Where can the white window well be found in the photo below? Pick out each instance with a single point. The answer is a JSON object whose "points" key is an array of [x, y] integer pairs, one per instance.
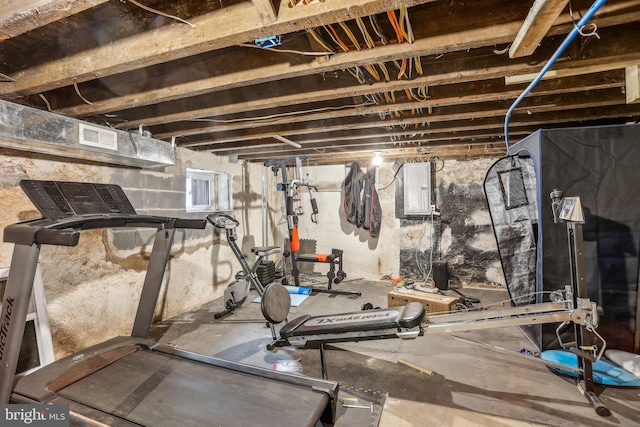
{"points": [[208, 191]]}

...

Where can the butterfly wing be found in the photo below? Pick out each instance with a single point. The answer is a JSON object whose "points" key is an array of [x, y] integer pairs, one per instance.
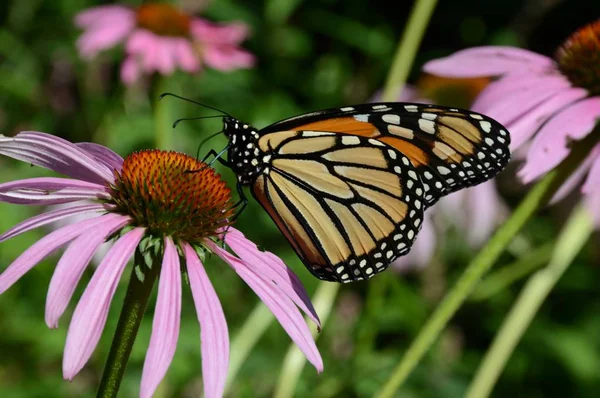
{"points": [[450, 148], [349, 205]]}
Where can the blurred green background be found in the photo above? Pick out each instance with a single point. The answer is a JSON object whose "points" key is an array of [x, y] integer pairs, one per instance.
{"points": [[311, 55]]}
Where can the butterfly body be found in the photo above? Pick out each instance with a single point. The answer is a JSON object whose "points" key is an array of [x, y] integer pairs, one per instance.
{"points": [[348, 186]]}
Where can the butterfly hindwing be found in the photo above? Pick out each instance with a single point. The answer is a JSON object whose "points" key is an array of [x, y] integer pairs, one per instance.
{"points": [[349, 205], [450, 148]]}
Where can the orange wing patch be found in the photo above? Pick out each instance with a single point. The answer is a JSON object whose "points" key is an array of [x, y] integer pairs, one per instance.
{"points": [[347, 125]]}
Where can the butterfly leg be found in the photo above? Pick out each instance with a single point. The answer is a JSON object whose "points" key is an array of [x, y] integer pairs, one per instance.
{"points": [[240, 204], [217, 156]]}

* * *

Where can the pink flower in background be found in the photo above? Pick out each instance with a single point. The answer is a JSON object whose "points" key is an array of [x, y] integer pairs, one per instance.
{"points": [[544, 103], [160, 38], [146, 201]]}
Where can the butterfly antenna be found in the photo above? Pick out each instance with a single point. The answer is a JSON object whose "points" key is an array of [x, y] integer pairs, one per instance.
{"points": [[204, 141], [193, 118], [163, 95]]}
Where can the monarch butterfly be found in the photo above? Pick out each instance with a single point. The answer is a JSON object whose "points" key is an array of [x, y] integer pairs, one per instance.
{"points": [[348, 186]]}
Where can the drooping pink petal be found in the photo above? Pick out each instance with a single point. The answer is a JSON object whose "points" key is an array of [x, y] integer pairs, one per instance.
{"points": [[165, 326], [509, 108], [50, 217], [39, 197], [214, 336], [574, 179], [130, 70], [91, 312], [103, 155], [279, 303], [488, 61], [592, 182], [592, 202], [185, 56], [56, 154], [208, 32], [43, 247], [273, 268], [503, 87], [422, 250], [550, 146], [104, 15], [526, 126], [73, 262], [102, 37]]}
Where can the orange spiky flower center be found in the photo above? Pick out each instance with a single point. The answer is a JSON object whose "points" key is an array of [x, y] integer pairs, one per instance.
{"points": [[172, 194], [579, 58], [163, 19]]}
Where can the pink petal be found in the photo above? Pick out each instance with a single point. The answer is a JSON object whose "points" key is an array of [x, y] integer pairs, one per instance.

▶ ASSIGNMENT
Retype only the stretch of lines above starting at the one with "Where can the orange spiky" and stopping at the one with "Where can the pink petal", exactly as written, with both kept.

▶ EXERCISE RESPONSE
Where can the orange spiky flower center be found in the photo above? Pick out each instance with a single point. The answer is a JSON object whose "points" key is an array of [x, y] integer pairs, one per instance.
{"points": [[172, 194], [579, 58], [163, 19]]}
Where can the pink petal be found in the photo above? Pick out each instance with a single point. The answer is a JSON object whose "points" key is an array of [x, y] integer pairs, one per instance.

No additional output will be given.